_Problem statement_. Carry over every entry exactly as written, though not the pictures it contains.

_Records for this task_.
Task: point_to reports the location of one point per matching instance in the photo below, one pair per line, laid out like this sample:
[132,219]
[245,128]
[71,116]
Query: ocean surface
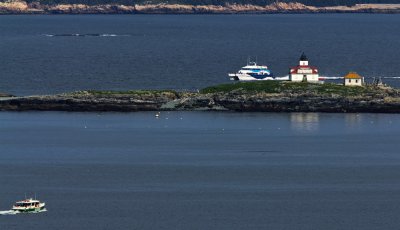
[196,170]
[40,54]
[201,170]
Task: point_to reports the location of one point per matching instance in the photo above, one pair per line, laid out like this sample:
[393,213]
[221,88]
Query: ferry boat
[252,72]
[29,205]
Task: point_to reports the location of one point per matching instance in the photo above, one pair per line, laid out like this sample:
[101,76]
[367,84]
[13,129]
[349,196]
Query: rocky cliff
[22,7]
[308,98]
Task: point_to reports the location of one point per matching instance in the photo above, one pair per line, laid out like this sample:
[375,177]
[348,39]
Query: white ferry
[29,205]
[252,72]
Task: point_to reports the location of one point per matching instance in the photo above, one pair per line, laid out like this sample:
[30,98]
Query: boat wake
[86,35]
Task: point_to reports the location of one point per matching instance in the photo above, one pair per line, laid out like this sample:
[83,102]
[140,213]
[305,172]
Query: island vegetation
[195,6]
[262,96]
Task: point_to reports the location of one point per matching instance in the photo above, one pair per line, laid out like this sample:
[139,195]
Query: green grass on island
[290,87]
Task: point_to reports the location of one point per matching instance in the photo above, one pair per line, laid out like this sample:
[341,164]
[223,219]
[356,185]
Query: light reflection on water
[305,122]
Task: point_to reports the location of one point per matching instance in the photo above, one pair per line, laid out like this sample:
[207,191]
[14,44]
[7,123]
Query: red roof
[295,69]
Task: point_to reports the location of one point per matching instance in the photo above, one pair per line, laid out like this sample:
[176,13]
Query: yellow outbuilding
[353,79]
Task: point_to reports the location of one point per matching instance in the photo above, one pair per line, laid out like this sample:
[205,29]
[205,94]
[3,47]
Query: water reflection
[305,122]
[352,120]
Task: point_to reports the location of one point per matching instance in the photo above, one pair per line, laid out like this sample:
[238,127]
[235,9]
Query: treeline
[214,2]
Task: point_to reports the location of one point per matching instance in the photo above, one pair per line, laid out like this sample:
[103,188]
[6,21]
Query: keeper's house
[303,72]
[353,79]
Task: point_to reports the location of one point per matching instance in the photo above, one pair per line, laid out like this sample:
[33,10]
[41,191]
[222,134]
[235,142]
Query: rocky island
[263,96]
[194,7]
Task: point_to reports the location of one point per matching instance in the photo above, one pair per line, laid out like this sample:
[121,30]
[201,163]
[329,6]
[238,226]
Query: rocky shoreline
[370,101]
[22,7]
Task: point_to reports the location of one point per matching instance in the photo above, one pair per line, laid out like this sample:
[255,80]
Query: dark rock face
[243,102]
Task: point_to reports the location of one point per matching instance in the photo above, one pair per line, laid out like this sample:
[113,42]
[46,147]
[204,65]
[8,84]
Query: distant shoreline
[22,7]
[264,96]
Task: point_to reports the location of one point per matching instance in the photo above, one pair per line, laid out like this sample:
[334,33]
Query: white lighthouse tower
[303,72]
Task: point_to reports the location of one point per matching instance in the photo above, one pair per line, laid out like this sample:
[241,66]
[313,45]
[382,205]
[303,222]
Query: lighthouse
[304,72]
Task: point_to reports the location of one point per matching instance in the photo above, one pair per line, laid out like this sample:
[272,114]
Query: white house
[353,79]
[303,72]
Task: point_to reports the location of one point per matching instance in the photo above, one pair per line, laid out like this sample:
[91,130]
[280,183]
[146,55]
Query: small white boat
[252,72]
[28,206]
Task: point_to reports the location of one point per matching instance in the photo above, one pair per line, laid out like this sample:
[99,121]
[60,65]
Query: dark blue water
[199,170]
[186,51]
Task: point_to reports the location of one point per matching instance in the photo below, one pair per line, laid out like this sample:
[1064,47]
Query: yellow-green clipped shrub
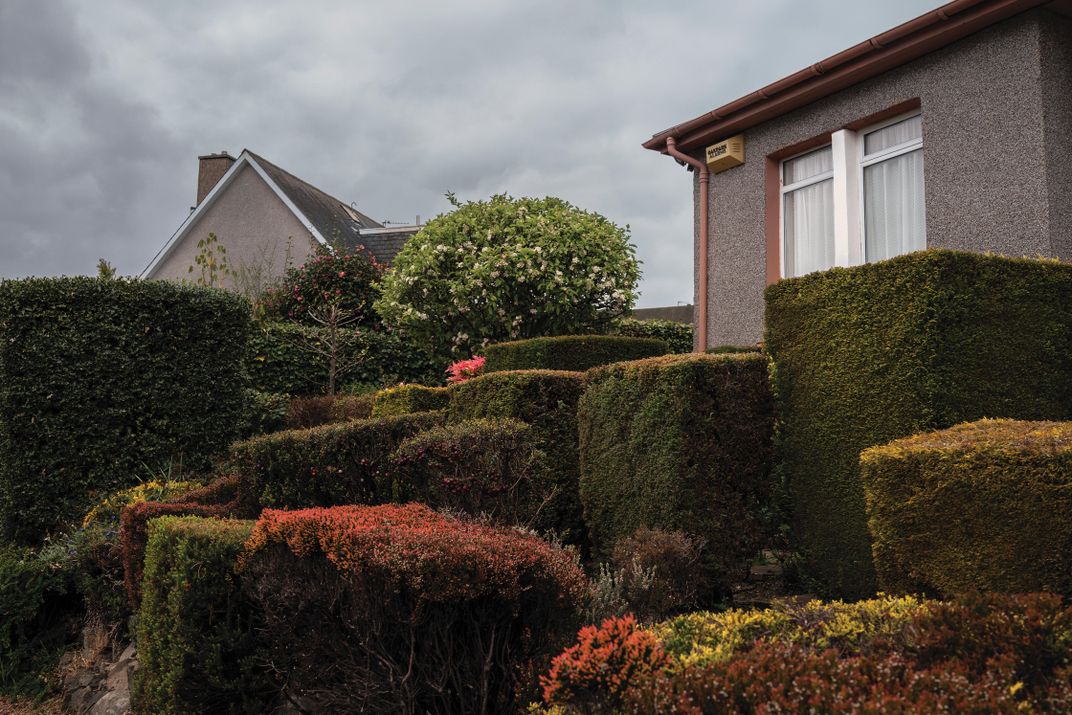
[983,506]
[408,399]
[195,628]
[679,443]
[569,352]
[875,353]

_Completed exercise_.
Task: point_to reports the location of one point per matching instance in the photo below, one pair per line, laid out like this sample:
[132,219]
[245,128]
[71,116]
Query: ocean surface
[196,170]
[40,54]
[201,170]
Task: point_to reports the location of one point per matching instance in the photo above, one pair per line, laid out like this sample:
[393,213]
[221,88]
Query: ferry boat
[252,72]
[29,205]
Task: point_to reports the location of one point per matching instance in the photo above, one pair per line, laid out like this sample:
[101,76]
[367,84]
[13,129]
[349,196]
Query: rocky cliff
[22,7]
[308,98]
Task: point_to reports the location of one point per matching instance in the photo above, one pair per line, laid out like this sample:
[375,177]
[348,39]
Query: white ferry
[29,205]
[252,72]
Task: point_to reports the location of one point per matching instance in the photo above, one pair per line, laid out like this sample:
[30,98]
Query: boat wake
[86,35]
Task: point_to reports the location of one point per matching instance in the photo above, one pair per line, laid out like this sample:
[83,102]
[140,213]
[305,172]
Query: island vegetation
[195,6]
[262,96]
Task: point_to reports the location of one point per matching instance in the photo above, one pair per line, laid out like this sample:
[139,195]
Query: green grass on island
[290,87]
Task: point_to reports the location of one point per matching instance in the photo above, one pair per line, laid out like this sample:
[341,164]
[223,219]
[356,185]
Query: light reflection on water
[305,122]
Task: point_to reports the location of one point per matching instance in the photo above, one pair per line, laid out like this sample:
[207,191]
[14,44]
[7,123]
Query: red roof
[295,69]
Task: point_to reports the location of one point per matching instance in the photo above, one pair per line, laid out like this sample:
[176,13]
Query: yellow outbuilding
[353,79]
Task: point_to reports the location of one point per matching instance in the photo above, one pair per line, laid out like this sample:
[205,29]
[205,94]
[3,47]
Query: water reflection
[305,122]
[352,120]
Task: point_to reports the location of one point per matching instance in the photo above, one pair per line, laid out like this sample:
[238,127]
[235,9]
Query: treeline
[214,2]
Task: point_to reports the location of one point per matching instance in the photo above, one pair per line, laid out like this sample:
[103,188]
[6,21]
Query: keeper's house
[303,72]
[353,79]
Task: point_to reports the location of one point per matching instance in the photo above, one pair per line, laid out like this sample:
[33,10]
[41,191]
[222,134]
[235,142]
Query: rocky island
[263,96]
[194,7]
Task: point_to reports the location of one point per matching instance in the photo above, one pair per line, laid out like this sample:
[121,30]
[201,163]
[329,6]
[238,226]
Query: rocky shoreline
[370,101]
[22,7]
Task: point_to reports the location of one point per matching instance in the photo above, one pair per line, laid out like this sample:
[255,80]
Query: dark rock face
[243,102]
Task: point_to reports the location of one point per matching instance in the photo above, one pair per line, laid out like this sample:
[113,42]
[46,147]
[204,65]
[8,84]
Query: distant shoreline
[22,7]
[264,96]
Task: point_to reports the location of one point per matching instance in the photo above, one pair per line, laid out like this sample:
[334,33]
Query: white lighthouse tower
[303,72]
Task: point_to reports the location of one point per matching instance in the photo above, one pair per line, laid out like this sample:
[241,66]
[313,45]
[382,205]
[303,222]
Query: lighthouse
[304,72]
Task: point_to reports the location of one point per matching instance in the photo above, one pair per line, laid out like this sample:
[272,114]
Query: white house
[353,79]
[303,72]
Task: point_to reports the location of one point per matching instance in the photo above, one pair per line, laid out like this sample:
[91,130]
[280,183]
[146,55]
Query: small white boat
[252,72]
[28,206]
Task: point_to reports the location of one point per matching instance in the photo above, one pair per line, laid out like this sample:
[99,121]
[60,65]
Query: dark blue water
[199,170]
[186,51]
Task: point_to reports the location of one point per matching instance in the photo below, one pair per line, laid out like this sample:
[1064,47]
Query: yellow-green clipped shrub
[983,506]
[408,399]
[195,628]
[679,443]
[569,352]
[875,353]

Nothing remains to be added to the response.